[Excerpt]
I like the idea of having subway service down the Rockaway Branch. I don’t like the convention center very much and see it as Xanadu II.
If the state is going to build a convention center in Ozone Park, they must do everything right, and that includes rail access.
The right thing to do is not build the convention center. Convention attendance has been going down for over a decade. It will open just in time for the downward spiral to collapse.
The most logical place for a convention center would be over the tracks at Sunnyside Yards. But you are right, convention centers are a total waste of tax payers money.
But the taxpayer is not paying for this one. Right? Genting is footing the entire bill.
No, Genting is not a charity. Genting will only put money into something if it’s going to obtain even more money out of it. And convention centers don’t make enough money to pay for this sort of investment.
I doubt any of this is going to come to fruition, but if it does, Genting has already spelled out what it will and will not pay for on the transportation front: “Genting will pay for upgrades to the Aqueduct subway station and for direct A-train service to take passengers from Fulton Street in Manhattan to the site—with a stop in downtown Brooklyn—in half the 35 minutes it takes now. The company won’t fund a new AirTrain spur from John F. Kennedy International Airport. It also will not pay for street upgrades.”

[Supplied entries]
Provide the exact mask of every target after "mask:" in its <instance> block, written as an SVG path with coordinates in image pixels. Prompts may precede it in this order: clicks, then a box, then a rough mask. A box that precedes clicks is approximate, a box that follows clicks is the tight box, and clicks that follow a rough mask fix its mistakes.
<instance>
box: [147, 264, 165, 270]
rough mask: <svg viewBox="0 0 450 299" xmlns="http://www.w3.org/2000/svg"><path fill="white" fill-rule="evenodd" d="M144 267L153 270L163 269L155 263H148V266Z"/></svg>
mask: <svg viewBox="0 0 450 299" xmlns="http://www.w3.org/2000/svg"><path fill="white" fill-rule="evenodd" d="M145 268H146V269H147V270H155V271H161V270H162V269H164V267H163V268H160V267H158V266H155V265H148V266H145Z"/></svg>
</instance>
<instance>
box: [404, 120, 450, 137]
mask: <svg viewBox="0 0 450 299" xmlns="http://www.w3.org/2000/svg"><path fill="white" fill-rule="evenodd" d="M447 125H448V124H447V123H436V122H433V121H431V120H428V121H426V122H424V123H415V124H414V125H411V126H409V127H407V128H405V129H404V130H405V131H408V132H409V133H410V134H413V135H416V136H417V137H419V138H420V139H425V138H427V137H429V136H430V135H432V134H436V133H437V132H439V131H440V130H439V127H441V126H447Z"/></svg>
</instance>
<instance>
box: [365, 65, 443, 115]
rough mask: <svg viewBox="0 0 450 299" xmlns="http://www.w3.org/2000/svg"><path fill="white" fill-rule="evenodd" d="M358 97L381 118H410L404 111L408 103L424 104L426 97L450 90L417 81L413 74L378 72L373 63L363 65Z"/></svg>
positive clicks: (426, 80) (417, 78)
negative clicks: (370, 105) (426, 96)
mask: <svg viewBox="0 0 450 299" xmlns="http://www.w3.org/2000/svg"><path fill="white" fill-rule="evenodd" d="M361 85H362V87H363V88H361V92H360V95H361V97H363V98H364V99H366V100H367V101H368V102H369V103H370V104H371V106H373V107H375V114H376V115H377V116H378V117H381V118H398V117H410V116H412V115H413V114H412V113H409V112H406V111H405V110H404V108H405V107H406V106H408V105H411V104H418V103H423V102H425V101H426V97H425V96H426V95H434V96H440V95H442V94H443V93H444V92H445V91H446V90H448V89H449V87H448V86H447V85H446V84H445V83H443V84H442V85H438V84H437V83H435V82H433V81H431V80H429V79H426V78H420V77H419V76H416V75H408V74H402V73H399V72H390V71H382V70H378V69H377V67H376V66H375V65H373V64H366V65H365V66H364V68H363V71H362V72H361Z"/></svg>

[Activity list]
[a] Summarize the convention center discussion in three sentences.
[b] In the convention center discussion, where does one commenter say the most logical place for a convention center would be?
[c] State whether each statement agrees with the convention center discussion, answering yes or no and quoting the deciding words:
(i) A commenter says convention attendance has been declining for more than ten years.
(ii) Genting will fund a new AirTrain spur from John F. Kennedy International Airport.
(iii) The direct A-train service would include a stop in downtown Brooklyn.
The records were drawn from a separate source.

[Written answers]
[a] Commenters debate a proposed convention center in Ozone Park: some favor rail access such as subway service down the Rockaway Branch, while others argue it should not be built because convention attendance has been falling for over a decade. One commenter says Genting is footing the entire bill, and another replies that Genting invests only where it expects to get more money out. A further commenter quotes Genting's transportation commitments, which cover upgrades to the Aqueduct subway station and direct A-train service from Fulton Street but exclude a new AirTrain spur from JFK and street upgrades.

[b] Over the tracks at Sunnyside Yards.

[c]
(i) Yes: "Convention attendance has been going down for over a decade."
(ii) No: "The company won’t fund a new AirTrain spur from John F. Kennedy International Airport."
(iii) Yes: "direct A-train service to take passengers from Fulton Street in Manhattan to the site—with a stop in downtown Brooklyn"